**WHAT THE TASK REQUIRES**. Turn every line of the items below into a numbered list, skipping blank lines and omitting the pictures.

+++ STORED DATA

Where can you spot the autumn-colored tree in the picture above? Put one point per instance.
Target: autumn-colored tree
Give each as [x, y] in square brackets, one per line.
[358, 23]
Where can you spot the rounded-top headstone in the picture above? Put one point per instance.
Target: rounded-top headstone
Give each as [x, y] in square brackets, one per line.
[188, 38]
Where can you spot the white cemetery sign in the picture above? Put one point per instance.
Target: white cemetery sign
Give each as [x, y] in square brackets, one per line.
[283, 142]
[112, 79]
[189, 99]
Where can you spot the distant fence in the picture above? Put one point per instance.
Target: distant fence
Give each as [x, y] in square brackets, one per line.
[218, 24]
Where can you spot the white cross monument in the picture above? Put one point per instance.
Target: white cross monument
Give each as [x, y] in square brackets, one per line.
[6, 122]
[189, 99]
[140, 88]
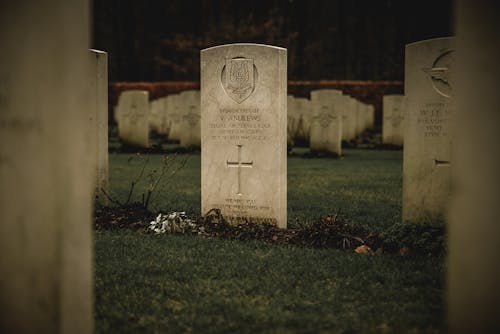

++++++

**SOLUTION TO THIS PROBLEM**.
1. Where can you spot the autumn-colored tree in the picture above? Put one point per instance.
2. Target: autumn-colored tree
3. Give each as [x, y] in square brackets, one per line.
4. [358, 23]
5. Where can you spot the rounded-top headstone in the picture above? Put one point per instance.
6. Target: rounded-top headstone
7. Give each as [x, y] in square brackets, one per line.
8. [188, 38]
9. Where can you spot the white cemetery sign in the picture above? Put one point per instance.
10. Target: white cemetery sign
11. Give each as [x, y] in square brackets, one per line.
12. [283, 142]
13. [112, 79]
14. [189, 99]
15. Where can you spot the distant fence in the picture above? Put one point per instance.
16. Target: distant fence
17. Give each as [x, y] in square brackets, one per line.
18. [218, 24]
19. Where can you spot the white cross monument in the picture above? Put one point per instance.
20. Target: white cross monument
21. Give each as [x, y] in square brackets, one per line.
22. [6, 122]
23. [189, 99]
24. [140, 88]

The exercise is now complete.